AIM OF THE TASK
Take the data that follows and return it exactly.

-- DATA SECTION follows --

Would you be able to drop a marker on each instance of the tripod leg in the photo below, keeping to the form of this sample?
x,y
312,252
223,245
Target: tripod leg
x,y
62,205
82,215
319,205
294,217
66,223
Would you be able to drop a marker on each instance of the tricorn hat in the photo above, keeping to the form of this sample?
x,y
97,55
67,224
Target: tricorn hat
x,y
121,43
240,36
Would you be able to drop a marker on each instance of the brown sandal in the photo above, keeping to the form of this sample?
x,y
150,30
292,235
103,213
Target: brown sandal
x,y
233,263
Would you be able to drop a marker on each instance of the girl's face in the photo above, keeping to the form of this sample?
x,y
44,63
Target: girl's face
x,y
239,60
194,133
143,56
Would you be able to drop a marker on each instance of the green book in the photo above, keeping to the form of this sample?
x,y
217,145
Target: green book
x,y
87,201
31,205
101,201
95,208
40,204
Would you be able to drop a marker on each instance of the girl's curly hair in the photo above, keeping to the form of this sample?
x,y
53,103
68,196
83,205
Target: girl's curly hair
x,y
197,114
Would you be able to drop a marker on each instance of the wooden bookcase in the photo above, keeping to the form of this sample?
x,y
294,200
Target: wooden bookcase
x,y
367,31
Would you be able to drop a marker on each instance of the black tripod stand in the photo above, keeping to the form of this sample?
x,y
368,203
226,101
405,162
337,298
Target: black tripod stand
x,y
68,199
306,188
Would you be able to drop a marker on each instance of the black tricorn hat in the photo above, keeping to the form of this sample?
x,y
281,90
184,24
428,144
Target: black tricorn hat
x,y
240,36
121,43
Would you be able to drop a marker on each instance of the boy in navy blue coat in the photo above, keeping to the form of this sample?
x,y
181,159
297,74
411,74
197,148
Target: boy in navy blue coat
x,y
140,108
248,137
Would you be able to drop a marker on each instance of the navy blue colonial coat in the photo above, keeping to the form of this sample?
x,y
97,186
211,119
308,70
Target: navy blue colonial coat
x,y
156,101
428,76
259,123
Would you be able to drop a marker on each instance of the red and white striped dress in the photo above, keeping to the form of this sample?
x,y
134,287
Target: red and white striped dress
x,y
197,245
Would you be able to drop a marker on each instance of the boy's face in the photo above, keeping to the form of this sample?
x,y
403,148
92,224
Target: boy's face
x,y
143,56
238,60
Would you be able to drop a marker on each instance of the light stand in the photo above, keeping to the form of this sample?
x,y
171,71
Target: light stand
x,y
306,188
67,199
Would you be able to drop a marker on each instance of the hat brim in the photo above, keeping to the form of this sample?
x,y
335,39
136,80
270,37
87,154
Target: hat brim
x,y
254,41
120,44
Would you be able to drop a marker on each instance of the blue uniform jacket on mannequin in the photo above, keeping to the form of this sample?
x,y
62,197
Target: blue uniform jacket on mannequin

-- DATA SECTION concluded --

SOLUTION TO THIS PROBLEM
Would you be able to drop a marker on each instance of the tripod leg in the photo below, keeping to the form of this sample?
x,y
312,252
223,245
Target: tripod leg
x,y
62,205
82,215
319,205
294,217
66,223
Would you be able to drop a marker on each instance of the tricorn hat in the photo above, keeping to the form of this sample?
x,y
97,55
67,224
Target: tricorn hat
x,y
121,43
240,36
Would you be able to drop a marker on each instance of the brown sandal in the photo above, keeping to the form of this sample?
x,y
150,30
292,235
103,213
Target: brown sandal
x,y
233,263
Would you be able to drop a marker on each instance of the girl's face in the photo above, keeping to the form of this sample?
x,y
44,63
Target: girl's face
x,y
239,60
194,133
143,56
Would you be able to drop a marker on each instance of the green book in the photo above, keeping to the form of this sample?
x,y
217,145
Target: green book
x,y
87,201
31,205
101,201
95,208
40,204
Would you be able to drop a marker on each instance of the girl's curly hair in the photo above, keeping to the form of this sample?
x,y
53,103
68,196
83,205
Target: girl's curly hair
x,y
197,114
Would you be able to drop a marker on each instance of the wooden bookcase in the photo above, keeping to the form of this sample?
x,y
294,200
Target: wooden bookcase
x,y
367,31
Would you be able to drop a marker on each instance of the black tripod stand in the photo above, keeping to the form of this sample?
x,y
368,203
226,101
405,162
337,298
Target: black tripod stand
x,y
68,199
306,188
Would you be able to drop a marker on each instance of the black tricorn hat in the photo above, keeping to the form of this sample?
x,y
281,90
184,24
428,144
Target: black tricorn hat
x,y
240,36
121,43
Would you be able to drop a marker on each instance of the boy in navy blue coat in the photo above, keeping to the form of this sample?
x,y
181,159
297,74
411,74
197,148
Target: boy in navy blue coat
x,y
140,108
248,137
Would you be able to drop a marker on each instance of the navy blue colonial coat in the photo above, keeping to the form of this sample?
x,y
97,186
211,119
308,70
Target: navy blue colonial coat
x,y
156,101
428,76
259,123
Would you be able to drop a marker on each instance of the red and white striped dress in the photo above, keeping to the form of this sample?
x,y
134,287
Target: red and white striped dress
x,y
197,245
Would you be able to drop a marker on each instance of the boy's face in the photo above, keeping to the form of this sample?
x,y
403,148
92,224
Target: boy's face
x,y
143,56
238,60
Would you be able to drop a marker on each instance of the light stand in the photo above, keeping to the form of this sample?
x,y
171,71
Target: light stand
x,y
306,188
67,199
Would you be able to drop a marker on each instance of the hat brim in the photo above, keeping to the form of this sample?
x,y
335,39
136,80
270,37
87,154
Target: hat brim
x,y
254,41
120,44
Would you be able to drop a marker on each instance of the blue uniform jacket on mannequin in the photo above, keeping to the form of this sample?
x,y
62,197
Target: blue uniform jacket on mannequin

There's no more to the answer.